YOUR TASK >> Reproduce the excerpt on terms and dags from "- a variable" up to and including "son of $u$.", substituting "out-degree" for "outdegree".

EXCERPT TO READ >>
····················
Following the definitions presented in Section 2, we will discuss labeled graph unification in Section 3, unification for simple dags and congruence closure in Section 4, and term matching in Section 5.
2. Definitions

2.1 Terms and Dags

Let $V'$ be an infinite set of variables $x, y, z, x_1, \ldots$ and $F$ an infinite set of function symbols $f, g, h, f_1, \ldots$. We assume that $V'$ and $F$ are disjoint. Each function symbol $f$ has a fixed arity, a nonnegative integer $a(f)$. A function symbol $g \in F$ with $a(g) = 0$ is called a constant. The set $T$ of terms is defined inductively by:

- a variable $x \in V$ or constant $g \in F$ is a term, and
- if $f \in F$ and $t_1, \ldots, t_{a(f)}$ are terms, then $f(t_1, \ldots, t_{a(f)})$ is a term.

Terms may be represented using directed acyclic graphs with labeled nodes and, possibly, multiple labelled arcs. A labeled directed graph is a finite directed graph $G$, such that:

1. every node $v$ of $G$ has a unique label, denoted label$(v)$, with label$(v) \in V \cup F$,
2. for each $x \in V$, there is at most one node $v$ with label$(v) = x$, and it has outdegree 0,
3. if a node $v$ has label $f \in F$, with arity $a(f) > 0$, then it has outdegree $a(f)$, and the arcs leaving it are labeled 1, 2, $\ldots$, $a(f)$.

If there is an arc labeled $i$ from node $u$ to node $v$, then we say that $v$ is the $i$-th son of $u$.

A labeled dag $G$ is a labeled directed acyclic graph. The leaves of $G$ are the nodes of outdegree 0; note that a node $v$ is a leaf iff label$(v)$ is either a variable or a constant. The height of a node $v$ of a dag $G$ is the length of the longest path from $v$ to a leaf. A root of a dag is a node of indegree 0.

If $G$ is a labeled dag, we can associate a term $t_v$ with any node $v$ of $G$. We say that $v$ represents $t_v$. The term $t_v$ is defined by induction on the height of $v$:

- if $v$ is a leaf, then $t_v = \text{label}(v)$,
- if $v$ has sons $v_1, \ldots, v_k$, and label$(v) = f$, then $t_v = f(t_{v_1}, \ldots, t_{v_k})$.

The definition of labeled dags above ensures that $t_v$ is always a well-formed term. If $G$ is a labeled directed graph, then we can associate an infinite term $t_v$ with each node $v$ of $G$ by a similar definition. Since we only consider finite graphs, all terms represented by nodes of a labeled graph $G$ are finite iff $G$ is acyclic. If $G$ is a labeled dag with only one root $r$, then we say that $G$ represents the term $t_r$.
····················
[Source data]
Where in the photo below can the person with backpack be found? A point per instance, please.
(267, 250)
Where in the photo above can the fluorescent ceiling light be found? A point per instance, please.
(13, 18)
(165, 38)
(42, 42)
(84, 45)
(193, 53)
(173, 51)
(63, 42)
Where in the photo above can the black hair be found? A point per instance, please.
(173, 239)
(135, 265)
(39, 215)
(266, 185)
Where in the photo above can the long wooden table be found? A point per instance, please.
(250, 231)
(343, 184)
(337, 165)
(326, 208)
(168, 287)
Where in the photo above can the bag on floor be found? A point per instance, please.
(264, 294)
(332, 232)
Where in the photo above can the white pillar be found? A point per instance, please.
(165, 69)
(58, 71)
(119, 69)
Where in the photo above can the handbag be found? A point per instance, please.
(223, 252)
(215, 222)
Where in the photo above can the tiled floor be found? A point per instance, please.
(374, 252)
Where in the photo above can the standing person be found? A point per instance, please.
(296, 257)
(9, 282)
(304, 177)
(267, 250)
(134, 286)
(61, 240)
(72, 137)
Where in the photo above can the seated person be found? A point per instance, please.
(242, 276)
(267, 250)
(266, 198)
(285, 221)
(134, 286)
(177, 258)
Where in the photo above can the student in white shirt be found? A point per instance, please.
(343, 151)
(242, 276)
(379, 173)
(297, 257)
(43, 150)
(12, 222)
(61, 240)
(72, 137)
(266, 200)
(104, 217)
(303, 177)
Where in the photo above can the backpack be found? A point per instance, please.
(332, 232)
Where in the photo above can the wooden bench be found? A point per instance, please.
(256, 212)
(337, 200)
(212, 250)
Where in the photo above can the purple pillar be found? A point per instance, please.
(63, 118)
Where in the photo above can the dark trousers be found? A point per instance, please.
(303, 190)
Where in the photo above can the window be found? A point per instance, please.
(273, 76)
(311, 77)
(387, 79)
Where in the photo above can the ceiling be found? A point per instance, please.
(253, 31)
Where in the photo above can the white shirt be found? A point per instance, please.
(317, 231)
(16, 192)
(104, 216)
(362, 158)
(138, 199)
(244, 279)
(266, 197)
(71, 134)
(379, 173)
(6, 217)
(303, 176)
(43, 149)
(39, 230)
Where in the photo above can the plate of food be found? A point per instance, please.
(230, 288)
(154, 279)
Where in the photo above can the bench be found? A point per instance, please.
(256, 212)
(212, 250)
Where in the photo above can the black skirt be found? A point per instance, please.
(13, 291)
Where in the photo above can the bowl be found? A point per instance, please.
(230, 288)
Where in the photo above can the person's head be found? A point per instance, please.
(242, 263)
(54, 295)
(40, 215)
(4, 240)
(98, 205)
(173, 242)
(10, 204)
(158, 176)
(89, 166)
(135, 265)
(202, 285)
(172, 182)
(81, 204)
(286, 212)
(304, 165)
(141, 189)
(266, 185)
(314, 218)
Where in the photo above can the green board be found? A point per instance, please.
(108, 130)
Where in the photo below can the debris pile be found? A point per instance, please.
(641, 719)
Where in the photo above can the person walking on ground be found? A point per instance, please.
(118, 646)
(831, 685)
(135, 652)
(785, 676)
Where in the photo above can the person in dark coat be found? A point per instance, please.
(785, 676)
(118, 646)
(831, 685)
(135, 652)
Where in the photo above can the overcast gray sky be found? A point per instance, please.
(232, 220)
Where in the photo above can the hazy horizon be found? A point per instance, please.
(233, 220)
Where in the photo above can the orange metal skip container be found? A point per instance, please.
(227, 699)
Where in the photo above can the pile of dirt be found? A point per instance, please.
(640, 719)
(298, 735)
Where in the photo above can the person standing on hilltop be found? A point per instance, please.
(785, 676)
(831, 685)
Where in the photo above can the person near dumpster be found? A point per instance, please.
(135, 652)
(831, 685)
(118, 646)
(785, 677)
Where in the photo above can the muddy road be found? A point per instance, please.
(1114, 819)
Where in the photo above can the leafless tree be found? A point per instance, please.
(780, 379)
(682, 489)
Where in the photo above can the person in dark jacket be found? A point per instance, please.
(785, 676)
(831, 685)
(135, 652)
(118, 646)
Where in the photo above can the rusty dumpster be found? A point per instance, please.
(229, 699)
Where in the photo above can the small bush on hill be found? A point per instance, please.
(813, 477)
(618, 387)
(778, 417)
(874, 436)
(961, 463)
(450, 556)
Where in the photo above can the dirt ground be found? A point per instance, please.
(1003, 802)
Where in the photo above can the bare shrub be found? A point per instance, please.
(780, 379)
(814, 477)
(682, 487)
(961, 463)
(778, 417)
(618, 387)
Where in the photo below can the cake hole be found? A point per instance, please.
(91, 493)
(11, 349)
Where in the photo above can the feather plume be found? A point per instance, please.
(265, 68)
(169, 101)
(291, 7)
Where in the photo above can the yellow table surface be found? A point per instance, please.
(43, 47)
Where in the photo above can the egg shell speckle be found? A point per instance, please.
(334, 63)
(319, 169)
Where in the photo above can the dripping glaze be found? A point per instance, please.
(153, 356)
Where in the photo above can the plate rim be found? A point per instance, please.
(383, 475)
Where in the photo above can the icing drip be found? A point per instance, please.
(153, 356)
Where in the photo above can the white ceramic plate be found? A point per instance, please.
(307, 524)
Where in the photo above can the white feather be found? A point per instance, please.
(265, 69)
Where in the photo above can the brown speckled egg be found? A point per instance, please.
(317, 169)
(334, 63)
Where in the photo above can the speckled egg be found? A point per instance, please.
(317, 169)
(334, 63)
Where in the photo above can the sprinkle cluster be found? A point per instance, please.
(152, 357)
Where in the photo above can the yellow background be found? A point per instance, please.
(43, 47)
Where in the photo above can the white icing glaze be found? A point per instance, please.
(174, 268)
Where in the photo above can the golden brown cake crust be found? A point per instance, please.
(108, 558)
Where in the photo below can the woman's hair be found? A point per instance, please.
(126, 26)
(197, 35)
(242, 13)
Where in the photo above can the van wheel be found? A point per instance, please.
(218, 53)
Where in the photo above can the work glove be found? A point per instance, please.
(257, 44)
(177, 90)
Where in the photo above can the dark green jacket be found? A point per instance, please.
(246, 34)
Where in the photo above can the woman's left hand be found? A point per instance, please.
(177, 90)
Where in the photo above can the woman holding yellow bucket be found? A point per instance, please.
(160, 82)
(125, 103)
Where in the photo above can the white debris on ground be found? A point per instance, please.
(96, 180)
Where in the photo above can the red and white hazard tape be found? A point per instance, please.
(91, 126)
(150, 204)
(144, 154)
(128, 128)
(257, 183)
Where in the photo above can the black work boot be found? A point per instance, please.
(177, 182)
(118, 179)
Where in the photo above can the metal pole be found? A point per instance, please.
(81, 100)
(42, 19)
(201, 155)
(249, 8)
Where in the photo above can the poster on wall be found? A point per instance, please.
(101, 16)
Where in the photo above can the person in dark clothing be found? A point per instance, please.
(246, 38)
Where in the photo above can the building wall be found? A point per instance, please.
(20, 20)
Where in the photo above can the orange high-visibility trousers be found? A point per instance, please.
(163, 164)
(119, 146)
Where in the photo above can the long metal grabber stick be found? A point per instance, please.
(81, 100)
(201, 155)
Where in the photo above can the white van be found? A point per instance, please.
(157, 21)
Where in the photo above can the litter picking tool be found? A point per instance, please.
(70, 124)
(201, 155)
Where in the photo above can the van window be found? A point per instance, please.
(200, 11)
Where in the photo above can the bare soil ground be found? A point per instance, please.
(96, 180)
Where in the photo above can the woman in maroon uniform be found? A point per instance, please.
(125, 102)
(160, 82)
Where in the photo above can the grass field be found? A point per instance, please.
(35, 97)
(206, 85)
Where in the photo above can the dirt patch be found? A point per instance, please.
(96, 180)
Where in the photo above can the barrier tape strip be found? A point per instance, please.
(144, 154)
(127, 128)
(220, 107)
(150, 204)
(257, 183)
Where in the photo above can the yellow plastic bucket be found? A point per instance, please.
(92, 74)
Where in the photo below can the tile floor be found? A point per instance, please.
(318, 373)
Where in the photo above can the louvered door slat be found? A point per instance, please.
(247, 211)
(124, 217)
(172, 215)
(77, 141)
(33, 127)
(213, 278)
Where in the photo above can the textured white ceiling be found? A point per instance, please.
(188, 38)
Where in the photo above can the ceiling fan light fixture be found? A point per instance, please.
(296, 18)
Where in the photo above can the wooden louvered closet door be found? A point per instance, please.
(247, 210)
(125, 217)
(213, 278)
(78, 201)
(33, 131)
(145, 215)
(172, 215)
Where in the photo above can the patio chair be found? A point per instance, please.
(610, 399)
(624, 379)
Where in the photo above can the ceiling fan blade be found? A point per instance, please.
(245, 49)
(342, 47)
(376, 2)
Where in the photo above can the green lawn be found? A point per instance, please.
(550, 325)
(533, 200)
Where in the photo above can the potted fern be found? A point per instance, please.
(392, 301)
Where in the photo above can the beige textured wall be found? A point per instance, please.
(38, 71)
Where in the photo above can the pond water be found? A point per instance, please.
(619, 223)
····················
TASK ANSWER >>
- a variable $x \in V$ or constant $g \in F$ is a term, and
- if $f \in F$ and $t_1, \ldots, t_{a(f)}$ are terms, then $f(t_1, \ldots, t_{a(f)})$ is a term.

Terms may be represented using directed acyclic graphs with labeled nodes and, possibly, multiple labelled arcs. A labeled directed graph is a finite directed graph $G$, such that:

1. every node $v$ of $G$ has a unique label, denoted label$(v)$, with label$(v) \in V \cup F$,
2. for each $x \in V$, there is at most one node $v$ with label$(v) = x$, and it has out-degree 0,
3. if a node $v$ has label $f \in F$, with arity $a(f) > 0$, then it has out-degree $a(f)$, and the arcs leaving it are labeled 1, 2, $\ldots$, $a(f)$.

If there is an arc labeled $i$ from node $u$ to node $v$, then we say that $v$ is the $i$-th son of $u$.